--- start Recorded information ---

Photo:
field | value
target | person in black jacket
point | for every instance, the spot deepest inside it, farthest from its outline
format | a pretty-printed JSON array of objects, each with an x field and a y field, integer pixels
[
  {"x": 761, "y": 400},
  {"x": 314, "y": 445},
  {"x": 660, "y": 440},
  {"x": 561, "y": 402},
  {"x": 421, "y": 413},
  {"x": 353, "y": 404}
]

--- end Recorded information ---
--- start Recorded information ---

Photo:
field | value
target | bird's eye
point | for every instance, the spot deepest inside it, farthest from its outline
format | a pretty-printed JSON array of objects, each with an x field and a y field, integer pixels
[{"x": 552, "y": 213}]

--- end Recorded information ---
--- start Recorded information ---

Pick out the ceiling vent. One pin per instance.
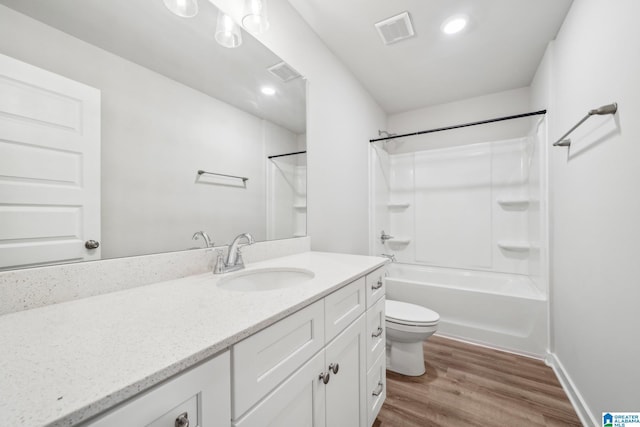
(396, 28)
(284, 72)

--- end Recorded information ---

> [Work to be completed] Locate each line in the entries above that contains the word "target", and copy those lines out in full.

> [Complete output]
target | person in black jacket
target | bird's eye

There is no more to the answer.